WHAT THE TASK ASKS
Report every line of the entries that contains the string "pavement", treating uppercase and lowercase as different.

DATA LINES
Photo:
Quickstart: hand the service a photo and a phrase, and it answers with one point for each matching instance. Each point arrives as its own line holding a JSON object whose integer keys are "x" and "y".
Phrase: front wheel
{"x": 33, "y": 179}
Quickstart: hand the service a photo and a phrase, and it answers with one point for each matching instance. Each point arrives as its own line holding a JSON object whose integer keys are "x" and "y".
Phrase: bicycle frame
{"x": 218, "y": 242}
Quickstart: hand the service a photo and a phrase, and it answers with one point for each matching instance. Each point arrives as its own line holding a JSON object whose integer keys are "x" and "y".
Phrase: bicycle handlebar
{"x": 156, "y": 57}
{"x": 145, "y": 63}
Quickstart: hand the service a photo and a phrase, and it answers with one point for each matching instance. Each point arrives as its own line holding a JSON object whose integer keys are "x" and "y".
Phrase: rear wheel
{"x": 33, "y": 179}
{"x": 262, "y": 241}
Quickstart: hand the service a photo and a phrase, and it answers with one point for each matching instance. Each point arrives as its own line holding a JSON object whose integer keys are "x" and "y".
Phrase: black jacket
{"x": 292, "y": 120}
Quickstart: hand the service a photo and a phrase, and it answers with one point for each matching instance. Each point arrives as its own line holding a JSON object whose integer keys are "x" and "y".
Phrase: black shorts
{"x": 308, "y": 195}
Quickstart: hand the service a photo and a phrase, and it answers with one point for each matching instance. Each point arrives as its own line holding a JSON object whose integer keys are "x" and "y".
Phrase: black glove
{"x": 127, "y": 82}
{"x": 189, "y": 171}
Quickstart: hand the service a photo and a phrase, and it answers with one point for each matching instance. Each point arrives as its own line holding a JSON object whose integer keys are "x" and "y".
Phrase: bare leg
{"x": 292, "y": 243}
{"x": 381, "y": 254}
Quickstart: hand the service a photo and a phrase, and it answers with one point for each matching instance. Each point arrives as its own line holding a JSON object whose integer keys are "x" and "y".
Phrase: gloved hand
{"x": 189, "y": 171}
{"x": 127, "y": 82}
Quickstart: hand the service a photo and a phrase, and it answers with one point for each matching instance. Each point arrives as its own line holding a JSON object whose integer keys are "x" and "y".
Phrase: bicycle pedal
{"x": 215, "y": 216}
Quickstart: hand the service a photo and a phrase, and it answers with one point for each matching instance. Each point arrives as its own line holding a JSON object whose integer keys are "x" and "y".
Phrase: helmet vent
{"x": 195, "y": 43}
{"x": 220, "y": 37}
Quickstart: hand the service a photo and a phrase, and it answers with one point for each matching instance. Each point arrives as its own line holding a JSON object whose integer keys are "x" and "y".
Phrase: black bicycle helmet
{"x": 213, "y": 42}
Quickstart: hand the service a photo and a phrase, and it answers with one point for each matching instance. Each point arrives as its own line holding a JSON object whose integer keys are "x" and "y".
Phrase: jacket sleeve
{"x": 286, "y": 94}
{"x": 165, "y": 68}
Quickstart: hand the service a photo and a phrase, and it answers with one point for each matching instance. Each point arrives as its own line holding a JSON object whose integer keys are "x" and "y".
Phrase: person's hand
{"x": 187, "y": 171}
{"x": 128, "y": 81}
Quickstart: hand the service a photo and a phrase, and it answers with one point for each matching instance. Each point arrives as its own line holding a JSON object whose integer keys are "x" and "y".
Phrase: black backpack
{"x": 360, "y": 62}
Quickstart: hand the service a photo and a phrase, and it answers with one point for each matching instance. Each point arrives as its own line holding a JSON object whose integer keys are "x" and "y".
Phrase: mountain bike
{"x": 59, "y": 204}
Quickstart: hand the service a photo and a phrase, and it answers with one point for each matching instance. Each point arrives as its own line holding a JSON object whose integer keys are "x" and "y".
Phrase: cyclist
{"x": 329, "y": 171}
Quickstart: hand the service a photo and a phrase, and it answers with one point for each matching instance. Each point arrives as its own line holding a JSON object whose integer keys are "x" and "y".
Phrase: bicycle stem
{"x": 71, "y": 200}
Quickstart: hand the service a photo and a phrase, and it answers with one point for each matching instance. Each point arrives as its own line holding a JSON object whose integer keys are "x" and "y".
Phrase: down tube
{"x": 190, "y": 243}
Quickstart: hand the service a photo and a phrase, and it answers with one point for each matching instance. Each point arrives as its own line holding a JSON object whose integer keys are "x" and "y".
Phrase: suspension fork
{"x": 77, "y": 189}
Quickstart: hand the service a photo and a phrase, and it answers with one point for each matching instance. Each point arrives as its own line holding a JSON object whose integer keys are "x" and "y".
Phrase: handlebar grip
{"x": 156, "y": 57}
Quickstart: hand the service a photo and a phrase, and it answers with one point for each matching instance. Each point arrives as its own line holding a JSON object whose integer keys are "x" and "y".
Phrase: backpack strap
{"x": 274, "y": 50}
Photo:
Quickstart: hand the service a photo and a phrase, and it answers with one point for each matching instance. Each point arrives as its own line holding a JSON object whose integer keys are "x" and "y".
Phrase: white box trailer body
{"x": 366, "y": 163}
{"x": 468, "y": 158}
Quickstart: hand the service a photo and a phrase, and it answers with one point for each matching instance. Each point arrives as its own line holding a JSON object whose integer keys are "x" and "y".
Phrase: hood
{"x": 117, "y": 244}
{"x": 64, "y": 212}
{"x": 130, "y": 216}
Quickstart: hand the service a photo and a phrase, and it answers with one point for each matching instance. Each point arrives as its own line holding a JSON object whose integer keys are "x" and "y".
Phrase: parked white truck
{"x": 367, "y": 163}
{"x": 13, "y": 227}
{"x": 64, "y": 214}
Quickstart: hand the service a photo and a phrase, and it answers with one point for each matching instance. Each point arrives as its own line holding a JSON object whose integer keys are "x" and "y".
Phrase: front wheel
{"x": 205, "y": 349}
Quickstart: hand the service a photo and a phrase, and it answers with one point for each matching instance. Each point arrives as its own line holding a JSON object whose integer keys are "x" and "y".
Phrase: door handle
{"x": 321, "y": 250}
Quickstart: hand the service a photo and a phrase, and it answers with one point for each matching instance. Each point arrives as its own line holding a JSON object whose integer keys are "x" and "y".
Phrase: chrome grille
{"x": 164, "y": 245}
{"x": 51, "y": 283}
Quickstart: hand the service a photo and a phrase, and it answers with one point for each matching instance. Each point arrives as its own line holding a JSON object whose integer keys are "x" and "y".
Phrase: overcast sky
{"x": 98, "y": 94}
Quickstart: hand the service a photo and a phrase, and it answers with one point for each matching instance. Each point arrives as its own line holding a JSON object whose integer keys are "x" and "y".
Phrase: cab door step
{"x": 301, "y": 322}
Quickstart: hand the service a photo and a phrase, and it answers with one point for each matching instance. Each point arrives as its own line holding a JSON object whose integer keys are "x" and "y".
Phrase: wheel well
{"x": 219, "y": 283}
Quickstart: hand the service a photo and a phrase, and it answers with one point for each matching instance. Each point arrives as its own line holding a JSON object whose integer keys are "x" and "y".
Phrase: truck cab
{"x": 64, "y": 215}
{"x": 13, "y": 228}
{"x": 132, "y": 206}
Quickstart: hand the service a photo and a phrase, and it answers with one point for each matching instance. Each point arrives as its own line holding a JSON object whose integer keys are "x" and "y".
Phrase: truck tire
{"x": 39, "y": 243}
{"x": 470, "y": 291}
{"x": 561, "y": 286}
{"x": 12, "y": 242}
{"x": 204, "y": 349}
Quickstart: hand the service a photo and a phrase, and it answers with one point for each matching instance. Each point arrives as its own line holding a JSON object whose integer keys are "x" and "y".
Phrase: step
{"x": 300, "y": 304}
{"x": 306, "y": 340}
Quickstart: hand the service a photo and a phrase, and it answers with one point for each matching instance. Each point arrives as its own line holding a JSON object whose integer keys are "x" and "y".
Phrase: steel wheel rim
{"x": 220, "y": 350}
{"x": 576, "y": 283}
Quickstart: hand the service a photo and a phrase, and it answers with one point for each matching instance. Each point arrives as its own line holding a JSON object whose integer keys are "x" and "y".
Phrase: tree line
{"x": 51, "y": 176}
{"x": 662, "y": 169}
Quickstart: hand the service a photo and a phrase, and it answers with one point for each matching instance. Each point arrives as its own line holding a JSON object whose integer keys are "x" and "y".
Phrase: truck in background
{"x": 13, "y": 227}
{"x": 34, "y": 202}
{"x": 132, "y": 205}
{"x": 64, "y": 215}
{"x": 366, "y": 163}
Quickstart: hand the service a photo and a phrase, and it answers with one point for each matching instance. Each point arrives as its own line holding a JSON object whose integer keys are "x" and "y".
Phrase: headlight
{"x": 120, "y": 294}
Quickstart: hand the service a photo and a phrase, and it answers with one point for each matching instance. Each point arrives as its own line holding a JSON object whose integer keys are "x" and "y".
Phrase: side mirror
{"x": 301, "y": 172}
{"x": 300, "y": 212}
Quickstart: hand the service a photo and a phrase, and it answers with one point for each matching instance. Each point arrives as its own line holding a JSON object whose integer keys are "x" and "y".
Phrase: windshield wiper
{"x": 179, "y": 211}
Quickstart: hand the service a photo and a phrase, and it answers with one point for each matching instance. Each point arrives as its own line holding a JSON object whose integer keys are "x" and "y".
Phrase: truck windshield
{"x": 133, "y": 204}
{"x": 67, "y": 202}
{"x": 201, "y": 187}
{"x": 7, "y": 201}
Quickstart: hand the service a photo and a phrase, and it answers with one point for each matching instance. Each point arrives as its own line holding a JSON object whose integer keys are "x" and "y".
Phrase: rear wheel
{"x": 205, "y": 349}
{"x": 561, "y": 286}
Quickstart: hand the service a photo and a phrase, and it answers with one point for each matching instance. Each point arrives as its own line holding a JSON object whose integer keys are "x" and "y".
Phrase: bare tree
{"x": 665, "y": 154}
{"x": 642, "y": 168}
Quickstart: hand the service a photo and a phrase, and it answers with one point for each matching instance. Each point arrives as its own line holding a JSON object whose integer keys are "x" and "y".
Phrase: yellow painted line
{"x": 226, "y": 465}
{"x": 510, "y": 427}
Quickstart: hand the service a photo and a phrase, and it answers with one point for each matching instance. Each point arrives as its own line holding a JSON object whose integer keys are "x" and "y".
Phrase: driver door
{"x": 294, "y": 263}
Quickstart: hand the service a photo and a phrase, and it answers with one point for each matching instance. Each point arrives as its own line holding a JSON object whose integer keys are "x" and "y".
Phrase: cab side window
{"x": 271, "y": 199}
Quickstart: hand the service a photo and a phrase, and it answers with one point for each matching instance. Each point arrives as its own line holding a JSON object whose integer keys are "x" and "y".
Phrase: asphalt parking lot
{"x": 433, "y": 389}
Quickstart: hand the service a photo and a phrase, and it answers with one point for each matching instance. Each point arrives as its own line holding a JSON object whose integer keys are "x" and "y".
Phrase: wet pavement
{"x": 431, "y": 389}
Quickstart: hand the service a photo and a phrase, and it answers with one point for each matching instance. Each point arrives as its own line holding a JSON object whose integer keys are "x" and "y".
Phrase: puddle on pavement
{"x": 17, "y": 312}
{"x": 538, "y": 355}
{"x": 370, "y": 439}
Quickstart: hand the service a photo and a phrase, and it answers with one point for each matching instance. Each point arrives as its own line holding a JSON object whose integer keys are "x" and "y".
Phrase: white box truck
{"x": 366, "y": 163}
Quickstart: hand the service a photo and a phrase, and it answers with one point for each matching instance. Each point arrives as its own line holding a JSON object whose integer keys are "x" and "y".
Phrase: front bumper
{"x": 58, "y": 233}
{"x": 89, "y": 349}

OUTPUT BELOW
Phrase: wet pavement
Phrase: puddle on pavement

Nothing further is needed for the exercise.